▶ _EXCERPTED PASSAGE_:
start

SKILL.md
Install the belt CLI skill: npx skills add belt-sh/cli
AI Avatar & Talking Head Videos
Create AI avatars and talking head videos via inference.sh CLI.
Quick Start
Requires inference.sh CLI (belt). Install instructions
belt login
Recommended: P-Video-Avatar (fastest, cheapest, built-in TTS)
belt app run pruna/p-video-avatar --input '{
"image": "https://portrait.jpg",
"voice_script": "Hello, welcome to our product demo!",
"voice": "Zephyr (Female)"
}'
## Available Models
**Start with P-Video-Avatar** — it's 18x faster and 6x cheaper than alternatives, with built-in TTS, dynamic backgrounds, and 1080p support.

end

▶ _DO THIS_:
What input fields does the JSON in the avatar video guide's example command pass to P-Video-Avatar? The data that follows is separate material from the avatar video guide.

▶ _RECORD SET_:
start

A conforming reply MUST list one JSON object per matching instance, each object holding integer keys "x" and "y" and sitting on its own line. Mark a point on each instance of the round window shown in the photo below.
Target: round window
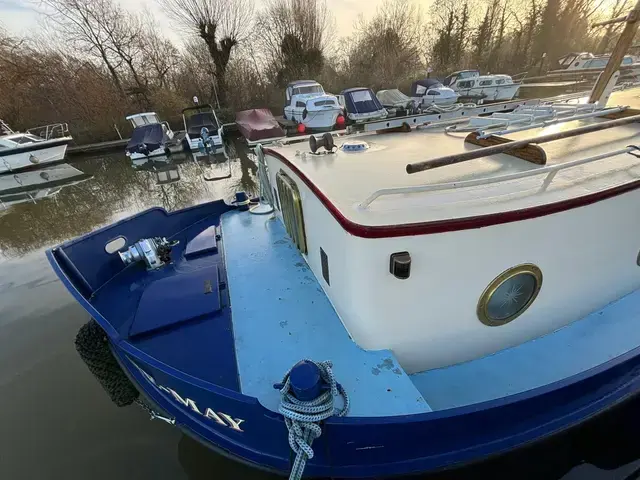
{"x": 509, "y": 295}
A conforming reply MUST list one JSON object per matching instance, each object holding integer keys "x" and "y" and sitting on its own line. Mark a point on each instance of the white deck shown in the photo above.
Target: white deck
{"x": 347, "y": 179}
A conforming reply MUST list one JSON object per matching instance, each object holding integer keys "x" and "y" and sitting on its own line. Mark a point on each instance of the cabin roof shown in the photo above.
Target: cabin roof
{"x": 347, "y": 179}
{"x": 297, "y": 83}
{"x": 136, "y": 115}
{"x": 200, "y": 106}
{"x": 464, "y": 71}
{"x": 354, "y": 89}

end

▶ _COMPLETED EXERCISE_:
image, voice_script, voice